#### Selected extract:
Who knew Mike Read plans to revive his musical play about Oscar Wilde, which on its October 2004 outing was closed after just one night? And who can know why? Except that Read, former stalwart of Wonderful Radio 1 is nothing if not the triumph of hope over experience in human form. No power on earth can crush the spirit of the Cliff Richard lookalike. Not the bankruptcy that forced him to sell his home and record collection, not the critical reaction to his 'choc-art' renditions of LS Lowry's works, not the failure of his other musical that was themed on the life of his friend and muse Sir Cliff, not being the first voted off I'm a Celebrity... Get Me Out of Here!, not even another famously short-lived run as prospective Tory candidate for London mayor. Read quickly withdrew and selflessly blogged in support of Boris Johnson, whom he tutored in high politics by expressing his belief that rapists, murderers and paedophiles had no place on the streets of London and never would.

Time and again poor Mike Read gets knocked down, yet like the character in "Tubthumping" – a record which, unlike "Relax", he never had banned from his radio shows, although it contains the word 'pissing', which is rude – nothing's gonna keep him down.

And why should it? Some present at what was both Oscar Wilde's opening and closing night in 2004 felt that, if only Mel Brooks had seen it in time, he could have used it in place of "Springtime for Hitler", and The Producers would have got away with their scam and never gone to jail.

According to Mike Read, however, Oscar Wilde failed because of "difficulties the punters had finding the theatre...". A large building on a major London thoroughfare such as the Euston Road was, for most people, a navigational challenge too far.

The elite group of compass-bearers who did attend included Sir Cliff, Princess Diana's former bodyguard Ken Wharfe (why?) and myself (again, why?). We are obviously thrilled that the chorus "Oscar! We love your wit! Oscar! We love your style!" will have another run out, and hope that it transfers from a pub theatre in Victoria to a major West End stage, and on to Broadway. However, perhaps Sir Cliff should do the kind thing and take Mike Read into a quiet corner and whisper in his ear, "Relax, don't do it, no one's coming to it."

#### Task material:
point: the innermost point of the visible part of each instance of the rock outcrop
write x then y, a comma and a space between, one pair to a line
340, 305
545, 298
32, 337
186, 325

#### Set of tasks:
[a] According to the piece on Mike Read's Oscar Wilde musical, what did Read blame for the show's failure in 2004?
[b] Rename "rock outcrop" to "boulder" in the records, and write them out again with nothing else changed.
The records bear no relation to the text.

#### Results for each task:
[a] He blamed the difficulties the punters had finding the theatre.

[b]
point: the innermost point of the visible part of each instance of the boulder
write x then y, a comma and a space between, one pair to a line
340, 305
545, 298
32, 337
186, 325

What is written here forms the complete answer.